Выбранный отрывок:
========
Эти воспоминания я отослал Алексею Ивановичу Пантелееву. Он — лучший друг Шварца, ему и судить. Вскоре пришло письмо:

«Я прочел Ваши короткие воспоминания и не узнал в них Евгения Львовича Шварца. Кроме точно запомнившейся реплики в защиту Чехова — всё неправда. У Шварца никогда не было дохи. Он не имел банковского счета. Даже играючи, в шутку он не мог бы выговорить: — Я — известный писатель».

В ответном письме я поблагодарил Алексея Ивановича за прямоту. Но вступил с ним в спор:

«Всё было именно так. Евгений Львович меня поразил, это обострило восприятие, и всё существенное запомнилось точно.
========
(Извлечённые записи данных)

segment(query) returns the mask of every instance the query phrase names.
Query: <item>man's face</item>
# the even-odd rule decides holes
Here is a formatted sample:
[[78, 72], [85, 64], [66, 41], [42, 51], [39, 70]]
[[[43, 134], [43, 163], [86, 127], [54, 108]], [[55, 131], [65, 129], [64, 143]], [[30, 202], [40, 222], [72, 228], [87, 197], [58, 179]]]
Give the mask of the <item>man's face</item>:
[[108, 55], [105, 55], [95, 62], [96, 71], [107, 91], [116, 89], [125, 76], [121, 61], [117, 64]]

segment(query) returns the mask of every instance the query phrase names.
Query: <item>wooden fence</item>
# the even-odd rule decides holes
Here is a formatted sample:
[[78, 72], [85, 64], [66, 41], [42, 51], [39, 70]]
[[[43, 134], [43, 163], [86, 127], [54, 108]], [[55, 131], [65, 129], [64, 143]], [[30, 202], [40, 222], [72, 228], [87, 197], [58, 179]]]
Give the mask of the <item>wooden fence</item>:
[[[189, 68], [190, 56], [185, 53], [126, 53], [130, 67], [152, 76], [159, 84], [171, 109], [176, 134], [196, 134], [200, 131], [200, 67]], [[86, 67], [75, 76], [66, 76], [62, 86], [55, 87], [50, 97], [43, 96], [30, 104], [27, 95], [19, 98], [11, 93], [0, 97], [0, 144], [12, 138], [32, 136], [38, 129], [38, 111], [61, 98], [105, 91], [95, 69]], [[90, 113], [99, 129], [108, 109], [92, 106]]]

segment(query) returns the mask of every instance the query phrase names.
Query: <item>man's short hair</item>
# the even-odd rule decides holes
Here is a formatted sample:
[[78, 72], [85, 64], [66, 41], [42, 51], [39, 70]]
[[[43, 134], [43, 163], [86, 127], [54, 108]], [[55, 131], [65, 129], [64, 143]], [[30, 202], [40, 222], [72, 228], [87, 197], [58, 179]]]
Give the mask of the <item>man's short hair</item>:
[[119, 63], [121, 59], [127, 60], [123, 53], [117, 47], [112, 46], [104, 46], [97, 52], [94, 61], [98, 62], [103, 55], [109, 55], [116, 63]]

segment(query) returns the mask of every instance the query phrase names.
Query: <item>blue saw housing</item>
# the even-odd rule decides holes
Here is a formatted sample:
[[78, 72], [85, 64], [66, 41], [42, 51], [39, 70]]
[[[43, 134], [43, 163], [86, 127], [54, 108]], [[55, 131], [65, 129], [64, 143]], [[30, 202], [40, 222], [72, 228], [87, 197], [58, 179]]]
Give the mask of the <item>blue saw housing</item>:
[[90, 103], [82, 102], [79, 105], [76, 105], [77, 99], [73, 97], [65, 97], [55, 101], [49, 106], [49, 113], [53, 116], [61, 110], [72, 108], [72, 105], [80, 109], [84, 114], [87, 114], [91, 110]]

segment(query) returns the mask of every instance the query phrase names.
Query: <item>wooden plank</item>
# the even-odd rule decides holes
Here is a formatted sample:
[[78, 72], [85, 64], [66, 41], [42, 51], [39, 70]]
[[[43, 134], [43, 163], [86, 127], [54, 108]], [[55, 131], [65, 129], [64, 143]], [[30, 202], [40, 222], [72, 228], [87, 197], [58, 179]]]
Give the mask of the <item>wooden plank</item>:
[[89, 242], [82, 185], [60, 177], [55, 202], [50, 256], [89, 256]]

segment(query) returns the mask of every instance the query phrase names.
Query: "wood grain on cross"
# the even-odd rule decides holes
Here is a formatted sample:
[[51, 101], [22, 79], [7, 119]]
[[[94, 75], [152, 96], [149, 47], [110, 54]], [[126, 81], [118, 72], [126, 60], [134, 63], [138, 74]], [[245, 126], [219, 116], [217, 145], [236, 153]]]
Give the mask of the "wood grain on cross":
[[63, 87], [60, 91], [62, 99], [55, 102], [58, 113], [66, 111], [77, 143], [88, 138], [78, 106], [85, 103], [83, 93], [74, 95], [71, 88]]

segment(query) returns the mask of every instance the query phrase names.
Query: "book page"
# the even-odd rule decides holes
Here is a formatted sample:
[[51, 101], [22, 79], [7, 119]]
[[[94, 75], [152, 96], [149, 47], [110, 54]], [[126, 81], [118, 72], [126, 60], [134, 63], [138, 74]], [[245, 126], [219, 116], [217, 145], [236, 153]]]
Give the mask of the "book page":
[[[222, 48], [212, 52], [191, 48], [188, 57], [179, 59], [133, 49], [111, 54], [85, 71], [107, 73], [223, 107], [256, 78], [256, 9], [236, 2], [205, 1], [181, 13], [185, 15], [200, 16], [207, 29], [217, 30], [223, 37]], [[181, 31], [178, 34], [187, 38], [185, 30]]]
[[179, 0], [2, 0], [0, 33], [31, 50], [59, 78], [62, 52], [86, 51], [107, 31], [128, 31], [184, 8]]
========
Задание:
Изложите содержание отрывка о воспоминаниях, посвящённых Шварцу, в двух предложениях. Эти записи получены из другого источника.

Ответ:
Воспоминания о Евгении Львовиче Шварце были отосланы его лучшему другу Алексею Ивановичу Пантелееву, который ответил, что не узнал в них Шварца и что, кроме реплики в защиту Чехова, всё в них неправда. В ответном письме Пантелеева поблагодарили за прямоту, но возразили ему, что всё было именно так и всё существенное запомнилось точно.